- **Instruksi 1**
Pada tahun berapa Tokugawa berhasil mempersatukan Jepang menurut kutipan teks?
- **Instruksi 2**
Tuliskan semua angka tahun yang muncul dalam kutipan teks, sesuai urutan kemunculannya.

- **Kutipan Teks**
---+---
Selama periode ultra nasional (1930-1945)
pemikir-pemikir agama Buddha menyerukan penyatuan dunia Timur (Asia
Timur Raya) ke dalam tanah suci Buddha (Buddha Land) di bawah
pengawasan Jepang. Setelah perang berakhir, kelompok-kelompok agama Buddha yang
baru dan lama mulai menyatakan bahwa agama Buddha merupakan agama negara
yang penuh dengan perdamaian dan persaudaraan. Mendekati
berakhirnya masa perang, aktivitas umat Buddha terlihat lebih nyata,
diantaranya adalah gerakan dari agama baru seperti Soka Gokkai dari Nichiren Shoshu dan Resso Kosei
Kai[34]. Pada masa Tokugawa
atau Edo (1603-1868) rakyat Jepang menikmati masa yang penuh dengan
ketentraman dan kedamaian. Tokugawa adalah seorang jenderal dan
administrator yang cakap yang berhasil mempersatukan Jepang di tahun 1615.
---+---
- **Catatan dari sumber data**
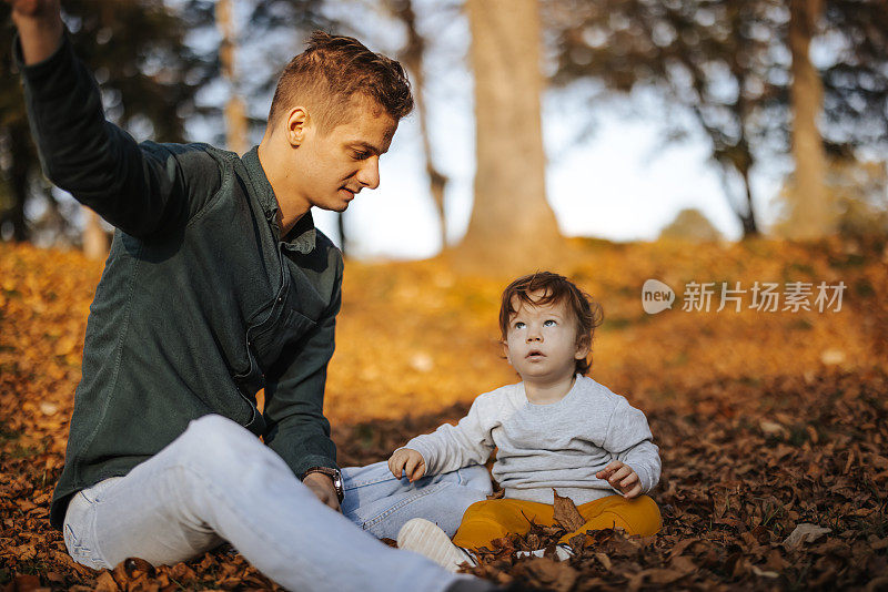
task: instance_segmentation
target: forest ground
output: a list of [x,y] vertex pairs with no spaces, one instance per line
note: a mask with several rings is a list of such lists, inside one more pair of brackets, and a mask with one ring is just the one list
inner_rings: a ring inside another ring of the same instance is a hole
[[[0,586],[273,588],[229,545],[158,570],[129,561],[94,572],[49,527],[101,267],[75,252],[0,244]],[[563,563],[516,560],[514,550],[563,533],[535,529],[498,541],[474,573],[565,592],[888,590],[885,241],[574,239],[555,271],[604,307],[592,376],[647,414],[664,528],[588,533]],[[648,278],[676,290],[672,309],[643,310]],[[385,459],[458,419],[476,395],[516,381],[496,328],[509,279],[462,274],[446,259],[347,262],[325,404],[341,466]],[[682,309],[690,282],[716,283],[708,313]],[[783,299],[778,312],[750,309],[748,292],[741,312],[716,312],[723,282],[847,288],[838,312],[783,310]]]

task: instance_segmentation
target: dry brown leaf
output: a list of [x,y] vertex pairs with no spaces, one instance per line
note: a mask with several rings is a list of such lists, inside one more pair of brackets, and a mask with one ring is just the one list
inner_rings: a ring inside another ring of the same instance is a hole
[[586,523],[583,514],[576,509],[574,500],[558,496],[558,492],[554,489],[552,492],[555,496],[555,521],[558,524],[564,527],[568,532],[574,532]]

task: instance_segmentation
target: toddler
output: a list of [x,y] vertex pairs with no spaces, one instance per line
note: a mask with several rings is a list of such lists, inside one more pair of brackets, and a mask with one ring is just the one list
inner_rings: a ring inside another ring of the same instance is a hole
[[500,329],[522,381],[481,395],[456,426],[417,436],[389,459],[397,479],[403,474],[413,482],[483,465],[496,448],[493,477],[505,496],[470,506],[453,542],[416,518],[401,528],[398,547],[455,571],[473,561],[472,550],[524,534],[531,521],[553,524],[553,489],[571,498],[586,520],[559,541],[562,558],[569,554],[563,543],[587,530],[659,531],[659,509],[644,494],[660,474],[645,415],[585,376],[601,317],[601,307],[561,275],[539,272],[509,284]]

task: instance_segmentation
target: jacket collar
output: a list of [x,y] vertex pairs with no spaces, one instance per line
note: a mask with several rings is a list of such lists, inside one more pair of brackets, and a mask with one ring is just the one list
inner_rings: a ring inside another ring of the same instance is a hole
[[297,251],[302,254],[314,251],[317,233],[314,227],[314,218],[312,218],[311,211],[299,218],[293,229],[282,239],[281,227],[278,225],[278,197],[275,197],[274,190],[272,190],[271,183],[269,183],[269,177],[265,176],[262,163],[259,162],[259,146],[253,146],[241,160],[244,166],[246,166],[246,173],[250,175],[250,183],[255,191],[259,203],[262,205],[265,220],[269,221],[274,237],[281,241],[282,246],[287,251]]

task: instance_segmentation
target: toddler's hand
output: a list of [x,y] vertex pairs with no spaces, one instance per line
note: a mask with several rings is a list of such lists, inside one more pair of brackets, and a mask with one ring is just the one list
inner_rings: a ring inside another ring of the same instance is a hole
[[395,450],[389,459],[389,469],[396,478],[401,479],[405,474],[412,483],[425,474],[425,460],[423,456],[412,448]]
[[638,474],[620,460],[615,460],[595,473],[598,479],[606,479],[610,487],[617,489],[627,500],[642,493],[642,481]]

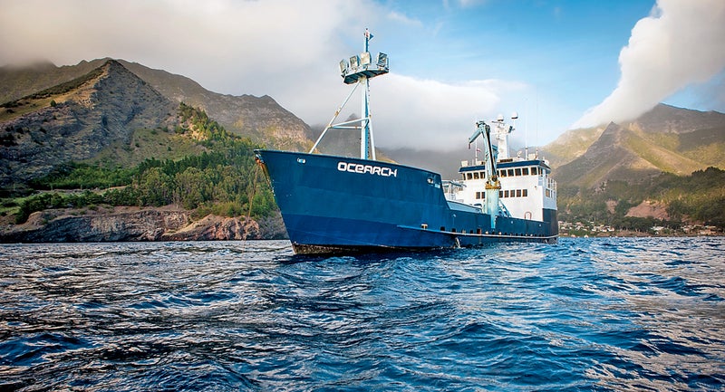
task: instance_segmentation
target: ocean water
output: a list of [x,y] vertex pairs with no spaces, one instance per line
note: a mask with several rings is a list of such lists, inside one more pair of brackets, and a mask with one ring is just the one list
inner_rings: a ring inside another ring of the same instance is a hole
---+---
- **Jawaban yang Diharapkan 1**
Tahun 1615.

- **Jawaban yang Diharapkan 2**
1930, 1945, 1603, 1868, 1615